▸ SUPPLIED PASSAGE:
[start]
# New Shamal Freehub Seem TOO Quiet ;-)



## tom_h (May 6, 2008)

I have about 150 miles on a new Shamal Ultra wheelset ... and the freehub ratchet / clicking sound is _almost_ as quiet as my Shimano freehubs. 

Not that I necessarily wanted a "buzzing hornets" freehub, like some of my Campy riding partners have ... but it is a pretty cool sound ;-) 

Did the freehub design change, or does it take a few 100 miles for the OE grease to thin out ??

Also , the new rear wheel occasionally feels like the freehub slips a few degrees of rotation on hard acceleration, then the ratchet pawls "grab". This is a more significant concern. This also seems consistent with too-thick factory grease in the freehub. 

Is this normal or typical w/ new Campy freehubs? Or do I have a problem requiring warranty service?

PS: 
in the 1960s, I would occasionally dis-assemble & clean my 5-cog Schwinn _freewheels_ (ugh) ... when re-packed with fresh 60s grease, it would be very quiet for a few dozen miles, then the click-click-click would resume ... that's what made me think of this on the new Campy wheels.


----------



## C-40 (Feb 4, 2004)

*info..*

It's not normal. My Fulcrum wheels had a loud racheting when I first got them. You may well have too much grease in the pawl area. Campy has used the same white grease for many years, but it's not too heavy.

It's not hard to take the hub apart, enough to expose the pawls and see how heavily packed the grease is, in the pawl area.

Worst case, you could remove the Campy grease and replace with Park Poly lube or similar.


----------



## mriddle (Nov 16, 2005)

*Give it time*

I bought a pair of Bora's last fall.
I actually posted about this same issue I think.
[end]
▸ LISTED RECORDS:
[start]
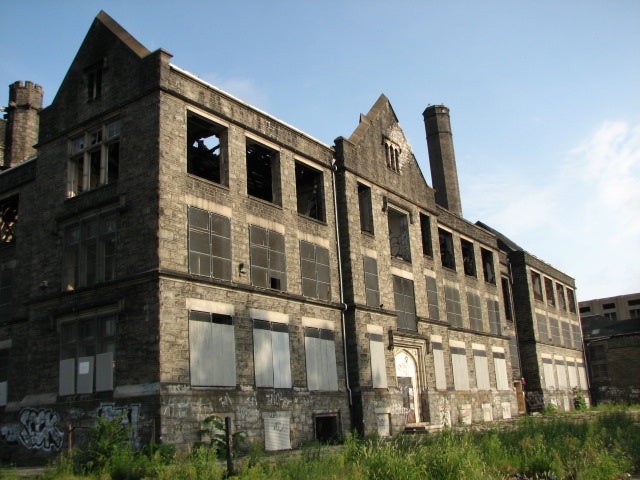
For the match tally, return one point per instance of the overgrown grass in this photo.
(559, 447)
[end]
[start]
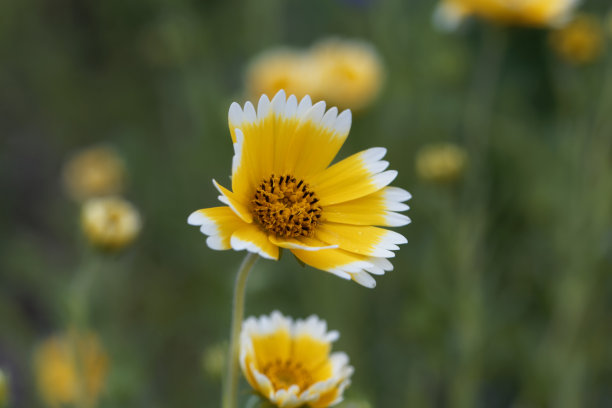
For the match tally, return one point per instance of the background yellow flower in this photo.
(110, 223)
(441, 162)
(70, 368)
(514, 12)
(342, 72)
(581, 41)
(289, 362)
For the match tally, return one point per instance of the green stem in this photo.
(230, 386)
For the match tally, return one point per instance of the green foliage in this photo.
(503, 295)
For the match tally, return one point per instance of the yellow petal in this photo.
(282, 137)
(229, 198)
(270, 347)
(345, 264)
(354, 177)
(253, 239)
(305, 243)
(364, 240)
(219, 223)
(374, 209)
[end]
▸ WHAT YOU NEED TO DO:
1. According to the freehub thread, what could replace the Campy grease in the worst case?
2. Resume the freehub thread's last post from the point where it stops.
The entries are separate material and have no connection to the freehub thread.

▸ RESULTS:
1. Park Poly lube or a similar grease.

2.
Virtually silent for the initial 500 miles, now I have about 1500 miles on them and they are screaming.


----------



## SimeofPag (Jan 31, 2009)

I just picked up a set of new Zonda's for training. They were really quiet it first but after a few weeks of solid riding they have the lovely campy sound back. I think it just takes a while for them to break in.


----------



## David Loving (Jun 13, 2008)

as the grease breaks in it should get noisier.


----------



## tom_h (May 6, 2008)

*Update*

After couple more rides, freehub clicking has definitely gotten louder. Also, the rear wheel is spinning longer, when bike is in the workstand.

About 200-250 miles for the rear wheel hub to "break in".

Life is good ;-)


----------



## CHL (Jun 24, 2005)

C-40 said:


> Campy has used the same white grease for many years, but it's not too heavy.
> QUOTE]
> 
> Does anyone know what grease Campagnolo uses? It's fairly light compared to just about anything on the market. The only thing that I've used that is this light is the Kyodo Yushi grease that is commonly used with Ceramic bearings.
> ...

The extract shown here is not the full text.